### Sumber
>>>
Terbatasnya lembaga penyidikan pencucian uang menurut Yunus menyebabkan sulitnya kasus-kasus pencucian uang masuk ke pengadilan. oleh karena itu dari ribuan transaksi mencurigakan yang ditemukan hanya beberapa kasus yang masuk ke meja hakim. Setidak-tidaknya dengan banyaknya lembaga yang berwenang menyidik kasus pencucian uang, proses penyidikan bisa cepat sehingga kasus tidak menumpuk. Hal ini juga dilakukan agar ada persaingan kualitas diantara lembaga penyidikan (Zulkarnain Sitompul, "Problematika Perbankan", Bandung: Books Terrace and Library, 2005, hlm 290).

Selain perluasan lembaga penyidikan, dalam amandemen undang-undang ini Pusat Pelapor dan Analisis Transaksi Keuangan (PPATK) juga mengusulkan penambahan lembaga pelapor transaksi mencurigakan karena selama ini baru lembaga-lembaga keuangan saja yang diwajibkan melaporkan transaksinya ke Pusat Pelapor dan Analisis Transaksi Keuangan (PPATK).
<<<
### Tugas Latihan
**A.** Salin seluruh teks tentang penyidikan pencucian uang di atas tanpa mengubah satu kata pun.
**B.** Tulis ulang kata demi kata semua entri anotasi wilayah di bawah ini, tetapi jangan sertakan gambarnya.

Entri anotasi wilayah
>>>
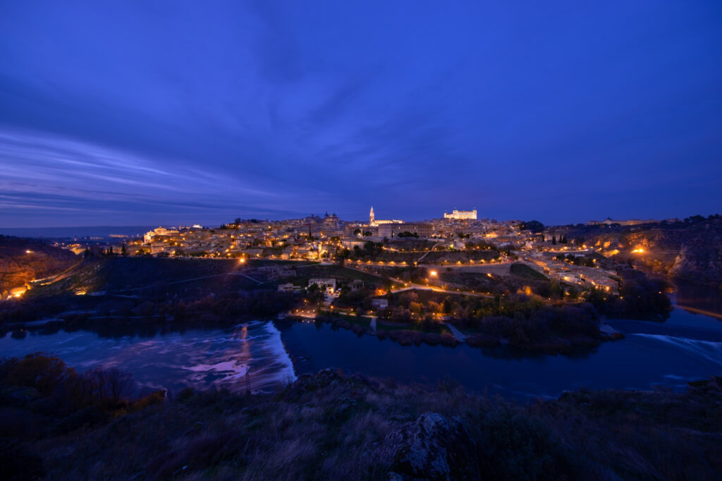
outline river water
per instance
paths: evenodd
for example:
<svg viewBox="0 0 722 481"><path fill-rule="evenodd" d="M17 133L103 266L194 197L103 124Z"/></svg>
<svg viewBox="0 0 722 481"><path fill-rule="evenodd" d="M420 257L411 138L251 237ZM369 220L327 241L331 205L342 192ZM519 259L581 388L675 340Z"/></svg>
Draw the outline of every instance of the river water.
<svg viewBox="0 0 722 481"><path fill-rule="evenodd" d="M722 375L722 321L714 317L676 308L664 323L608 324L626 338L575 356L529 356L466 344L401 346L329 324L288 321L171 330L28 329L22 339L17 333L0 338L0 353L51 352L79 370L118 367L132 373L143 388L172 391L186 386L269 391L326 367L403 382L458 383L515 398L555 397L582 386L682 389L689 381Z"/></svg>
<<<
### Jawaban Latihan
**A.**
Terbatasnya lembaga penyidikan pencucian uang menurut Yunus menyebabkan sulitnya kasus-kasus pencucian uang masuk ke pengadilan. oleh karena itu dari ribuan transaksi mencurigakan yang ditemukan hanya beberapa kasus yang masuk ke meja hakim. Setidak-tidaknya dengan banyaknya lembaga yang berwenang menyidik kasus pencucian uang, proses penyidikan bisa cepat sehingga kasus tidak menumpuk. Hal ini juga dilakukan agar ada persaingan kualitas diantara lembaga penyidikan (Zulkarnain Sitompul, "Problematika Perbankan", Bandung: Books Terrace and Library, 2005, hlm 290).

Selain perluasan lembaga penyidikan, dalam amandemen undang-undang ini Pusat Pelapor dan Analisis Transaksi Keuangan (PPATK) juga mengusulkan penambahan lembaga pelapor transaksi mencurigakan karena selama ini baru lembaga-lembaga keuangan saja yang diwajibkan melaporkan transaksinya ke Pusat Pelapor dan Analisis Transaksi Keuangan (PPATK).

**B.**
outline river water
per instance
paths: evenodd
for example:
<svg viewBox="0 0 722 481"><path fill-rule="evenodd" d="M17 133L103 266L194 197L103 124Z"/></svg>
<svg viewBox="0 0 722 481"><path fill-rule="evenodd" d="M420 257L411 138L251 237ZM369 220L327 241L331 205L342 192ZM519 259L581 388L675 340Z"/></svg>
Draw the outline of every instance of the river water.
<svg viewBox="0 0 722 481"><path fill-rule="evenodd" d="M722 375L722 321L714 317L676 308L664 323L608 324L626 338L575 356L529 356L466 344L401 346L329 324L288 321L171 330L28 329L22 339L17 333L0 338L0 353L51 352L79 370L118 367L132 373L143 388L172 391L186 386L269 391L326 367L403 382L458 383L515 398L555 397L582 386L682 389L689 381Z"/></svg>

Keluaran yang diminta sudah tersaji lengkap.